**Set exercise**
Replace every "pixel coordinates" with "x-y coordinates" in the listing below, and write out all of its lines with nothing else changed.

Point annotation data

◆ ◆ ◆

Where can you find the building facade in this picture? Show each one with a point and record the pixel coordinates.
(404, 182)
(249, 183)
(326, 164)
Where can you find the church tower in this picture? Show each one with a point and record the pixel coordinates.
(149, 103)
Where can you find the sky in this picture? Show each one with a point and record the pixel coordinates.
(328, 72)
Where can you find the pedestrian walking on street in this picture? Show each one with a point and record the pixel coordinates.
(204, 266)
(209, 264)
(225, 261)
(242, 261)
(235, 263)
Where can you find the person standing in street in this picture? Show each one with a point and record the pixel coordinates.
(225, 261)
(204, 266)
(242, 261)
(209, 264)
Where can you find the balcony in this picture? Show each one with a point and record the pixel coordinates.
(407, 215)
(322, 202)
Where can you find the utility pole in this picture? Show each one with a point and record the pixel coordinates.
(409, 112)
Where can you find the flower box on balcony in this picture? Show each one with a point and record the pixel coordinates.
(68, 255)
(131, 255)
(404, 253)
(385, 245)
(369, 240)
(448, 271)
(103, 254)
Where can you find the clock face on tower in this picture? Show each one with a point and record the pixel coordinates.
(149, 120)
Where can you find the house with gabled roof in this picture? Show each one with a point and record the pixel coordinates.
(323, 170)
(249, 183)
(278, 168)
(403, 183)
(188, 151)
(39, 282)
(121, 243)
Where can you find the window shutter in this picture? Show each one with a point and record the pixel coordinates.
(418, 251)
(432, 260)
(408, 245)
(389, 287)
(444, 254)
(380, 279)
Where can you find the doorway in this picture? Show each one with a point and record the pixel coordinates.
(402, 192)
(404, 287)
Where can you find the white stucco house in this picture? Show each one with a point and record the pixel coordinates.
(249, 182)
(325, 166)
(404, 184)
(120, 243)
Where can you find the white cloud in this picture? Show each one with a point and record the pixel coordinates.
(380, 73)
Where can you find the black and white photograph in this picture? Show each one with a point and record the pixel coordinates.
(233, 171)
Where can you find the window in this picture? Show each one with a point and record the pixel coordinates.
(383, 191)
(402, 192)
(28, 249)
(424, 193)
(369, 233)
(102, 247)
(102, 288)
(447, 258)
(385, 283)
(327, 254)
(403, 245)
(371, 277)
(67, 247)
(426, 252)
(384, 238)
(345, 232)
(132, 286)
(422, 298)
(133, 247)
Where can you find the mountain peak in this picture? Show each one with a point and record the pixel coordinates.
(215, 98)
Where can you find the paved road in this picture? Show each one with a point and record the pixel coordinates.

◆ ◆ ◆

**Correct answer**
Where can you find the building facade in this picture? Show each one with a point and record the x-y coordinates.
(404, 182)
(249, 183)
(326, 164)
Where can you find the church tower in this picture? Show each one with a point and record the x-y coordinates.
(149, 103)
Where can you find the sky in this picture? Show each one with a point and record the x-y coordinates.
(328, 72)
Where can you find the pedestrian walking on street in this picture? Show each one with a point and record the x-y coordinates.
(204, 266)
(209, 264)
(225, 261)
(242, 261)
(235, 263)
Where can you find the person standing in street in this picture? Show each one with a point and record the x-y coordinates.
(225, 261)
(204, 266)
(242, 261)
(209, 264)
Where can you find the balcony in this picture? Show each one with a point and record the x-y coordinates.
(407, 215)
(322, 202)
Where can you find the utility pole in this picture? Show each one with a point and record the x-y coordinates.
(409, 112)
Where can you find the flower box on balcony in this picture? Show each one with a point and record the x-y coordinates.
(68, 255)
(131, 255)
(404, 253)
(385, 245)
(369, 240)
(448, 271)
(103, 254)
Where can you find the clock face on tower in this picture? Show each one with a point and record the x-y coordinates.
(149, 120)
Where can you find the house with gabled roof in this picture? Show each one with a point and record the x-y coordinates.
(323, 170)
(249, 183)
(278, 168)
(403, 183)
(188, 151)
(39, 282)
(121, 243)
Where can you find the window shutter in this picture? Show each one with a point and record the x-y coordinates.
(418, 251)
(432, 260)
(408, 245)
(389, 287)
(444, 254)
(380, 279)
Where can you find the doorway in this picture? Show each one with a point and record the x-y coordinates.
(402, 192)
(404, 287)
Where can you find the white stucco house in this picture? Show each one with a point and record the x-y coordinates.
(249, 182)
(325, 166)
(404, 184)
(120, 243)
Where can you find the white cloud in this picture? Show each one with a point and record the x-y coordinates.
(380, 73)
Where can you find the black and white photograph in this picture? Show each one with a point and record the x-y coordinates.
(233, 171)
Where can you find the window in this picture? Show each one with a point and record the x-y coordinates.
(383, 191)
(402, 192)
(28, 249)
(424, 193)
(369, 233)
(102, 247)
(102, 288)
(447, 258)
(385, 283)
(327, 254)
(403, 245)
(371, 277)
(67, 247)
(426, 252)
(384, 238)
(345, 232)
(132, 286)
(422, 298)
(133, 247)
Where can you find the mountain peak in this picture? Show each one with a point and record the x-y coordinates.
(215, 98)
Where can you find the paved road in this picture? Show each one with a point and record the x-y coordinates.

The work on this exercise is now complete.